Select every line in the records below that contains the word "window", and copy each one.

---------- RECORDS FOR THE EXERCISE ----------

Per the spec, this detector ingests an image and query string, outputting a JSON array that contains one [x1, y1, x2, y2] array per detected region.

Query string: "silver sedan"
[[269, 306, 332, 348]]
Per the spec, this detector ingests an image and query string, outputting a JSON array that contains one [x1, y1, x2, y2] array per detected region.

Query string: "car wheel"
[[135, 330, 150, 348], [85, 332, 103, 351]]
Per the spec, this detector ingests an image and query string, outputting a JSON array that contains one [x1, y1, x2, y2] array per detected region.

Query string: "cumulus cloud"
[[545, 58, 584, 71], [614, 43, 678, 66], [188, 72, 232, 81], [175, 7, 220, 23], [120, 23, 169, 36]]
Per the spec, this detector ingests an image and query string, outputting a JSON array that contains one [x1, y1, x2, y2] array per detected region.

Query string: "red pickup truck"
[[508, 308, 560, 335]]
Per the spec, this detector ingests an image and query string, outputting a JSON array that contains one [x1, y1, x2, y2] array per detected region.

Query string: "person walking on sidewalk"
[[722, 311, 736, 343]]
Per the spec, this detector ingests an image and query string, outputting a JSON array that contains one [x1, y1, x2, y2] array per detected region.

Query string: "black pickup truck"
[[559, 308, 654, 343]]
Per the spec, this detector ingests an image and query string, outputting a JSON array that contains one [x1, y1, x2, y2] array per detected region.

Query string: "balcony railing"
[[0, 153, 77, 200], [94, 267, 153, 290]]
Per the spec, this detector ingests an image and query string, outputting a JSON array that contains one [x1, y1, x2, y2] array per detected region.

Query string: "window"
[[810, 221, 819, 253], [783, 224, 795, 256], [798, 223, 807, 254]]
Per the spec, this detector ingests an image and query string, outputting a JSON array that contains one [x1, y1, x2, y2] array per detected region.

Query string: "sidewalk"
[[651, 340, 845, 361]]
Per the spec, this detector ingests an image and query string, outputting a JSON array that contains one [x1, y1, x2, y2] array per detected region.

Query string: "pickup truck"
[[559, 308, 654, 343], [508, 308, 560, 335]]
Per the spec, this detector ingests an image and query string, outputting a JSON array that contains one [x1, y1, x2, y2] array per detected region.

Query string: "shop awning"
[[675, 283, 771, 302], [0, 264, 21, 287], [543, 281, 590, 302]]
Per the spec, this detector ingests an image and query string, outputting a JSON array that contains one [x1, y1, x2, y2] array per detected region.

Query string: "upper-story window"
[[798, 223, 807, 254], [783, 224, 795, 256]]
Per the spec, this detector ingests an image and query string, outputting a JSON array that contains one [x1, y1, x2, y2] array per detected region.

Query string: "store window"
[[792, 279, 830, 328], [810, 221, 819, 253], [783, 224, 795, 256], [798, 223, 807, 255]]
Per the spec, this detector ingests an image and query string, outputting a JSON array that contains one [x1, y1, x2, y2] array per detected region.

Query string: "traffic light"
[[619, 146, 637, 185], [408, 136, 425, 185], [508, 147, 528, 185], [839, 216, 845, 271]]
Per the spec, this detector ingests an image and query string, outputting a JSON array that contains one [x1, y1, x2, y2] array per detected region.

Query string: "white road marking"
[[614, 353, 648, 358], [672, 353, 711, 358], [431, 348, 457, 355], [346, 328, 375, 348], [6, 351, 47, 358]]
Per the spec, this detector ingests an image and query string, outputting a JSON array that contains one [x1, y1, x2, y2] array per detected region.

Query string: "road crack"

----------

• **FINISHED ANSWER**
Query string: "window"
Query string: "upper-story window"
Query string: "store window"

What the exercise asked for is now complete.